## The exercise:
Transcribe exactly the lines from the one holding "Note: mark the red tutu" to the end of the data below, including both of those lines and no others.

## BEGIN Input records

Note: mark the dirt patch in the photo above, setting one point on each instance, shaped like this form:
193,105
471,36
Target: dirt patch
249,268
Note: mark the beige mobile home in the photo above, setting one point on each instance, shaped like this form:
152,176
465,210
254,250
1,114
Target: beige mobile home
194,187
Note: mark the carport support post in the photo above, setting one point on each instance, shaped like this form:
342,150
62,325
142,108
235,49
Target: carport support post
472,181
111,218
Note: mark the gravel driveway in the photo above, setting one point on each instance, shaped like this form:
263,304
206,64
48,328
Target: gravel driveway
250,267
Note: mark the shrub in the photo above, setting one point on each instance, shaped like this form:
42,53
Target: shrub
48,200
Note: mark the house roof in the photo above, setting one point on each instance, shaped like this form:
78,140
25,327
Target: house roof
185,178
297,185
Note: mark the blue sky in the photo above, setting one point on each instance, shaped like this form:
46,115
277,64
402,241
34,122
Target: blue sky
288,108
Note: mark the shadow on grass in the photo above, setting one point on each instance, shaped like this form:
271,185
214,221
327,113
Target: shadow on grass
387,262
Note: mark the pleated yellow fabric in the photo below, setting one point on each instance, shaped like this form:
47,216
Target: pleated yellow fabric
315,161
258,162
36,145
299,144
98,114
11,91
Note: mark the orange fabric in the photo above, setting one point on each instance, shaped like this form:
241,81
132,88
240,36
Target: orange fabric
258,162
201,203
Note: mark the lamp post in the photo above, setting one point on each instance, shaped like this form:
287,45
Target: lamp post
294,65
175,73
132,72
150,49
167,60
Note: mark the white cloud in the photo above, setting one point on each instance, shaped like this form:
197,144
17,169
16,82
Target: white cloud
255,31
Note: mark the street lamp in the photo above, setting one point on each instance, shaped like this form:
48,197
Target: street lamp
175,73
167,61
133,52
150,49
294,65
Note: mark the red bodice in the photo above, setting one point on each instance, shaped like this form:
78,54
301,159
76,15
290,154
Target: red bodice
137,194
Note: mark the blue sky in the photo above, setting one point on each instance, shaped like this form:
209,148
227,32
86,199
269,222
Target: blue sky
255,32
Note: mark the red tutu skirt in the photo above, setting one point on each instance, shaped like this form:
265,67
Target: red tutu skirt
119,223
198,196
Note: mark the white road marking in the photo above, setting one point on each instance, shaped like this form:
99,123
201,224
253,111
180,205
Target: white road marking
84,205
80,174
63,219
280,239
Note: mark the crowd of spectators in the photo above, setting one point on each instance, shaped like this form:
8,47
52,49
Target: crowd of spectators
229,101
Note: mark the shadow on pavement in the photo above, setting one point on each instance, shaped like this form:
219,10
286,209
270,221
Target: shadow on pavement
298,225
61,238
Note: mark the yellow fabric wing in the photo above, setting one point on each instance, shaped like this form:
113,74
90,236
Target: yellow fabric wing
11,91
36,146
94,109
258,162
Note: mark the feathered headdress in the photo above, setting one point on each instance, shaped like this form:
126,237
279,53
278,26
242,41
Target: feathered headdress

## END Input records

## Response to this task:
Note: mark the red tutu skirt in the photo above, setting one point on each instance, shaped like this form:
265,67
Target: red tutu skirt
119,223
198,196
Note: mark the white road marking in the photo above, setting one point on each instance, shaped like this form:
99,123
201,224
253,111
180,205
Target: white road marking
84,205
80,174
63,219
280,239
Note: mark the crowd of spectators in the photo above, setting one point on each instance, shaped like this form:
8,47
52,49
Target: crowd of spectators
229,101
Note: mark the shadow on pavement in the photo above, setting one point on each instance, shaped like this form:
219,10
286,209
270,221
Target: shadow on pavement
298,225
61,238
Note: mark the yellow fabric wing in the photo above, setting one point on each instance, shaped like this form:
113,74
90,236
Target: yellow fabric wing
11,91
36,146
94,109
258,162
Note: mark the feathered headdress in the photo above, setting one point on each instance, shaped like this form:
126,237
279,53
278,26
242,41
Target: feathered headdress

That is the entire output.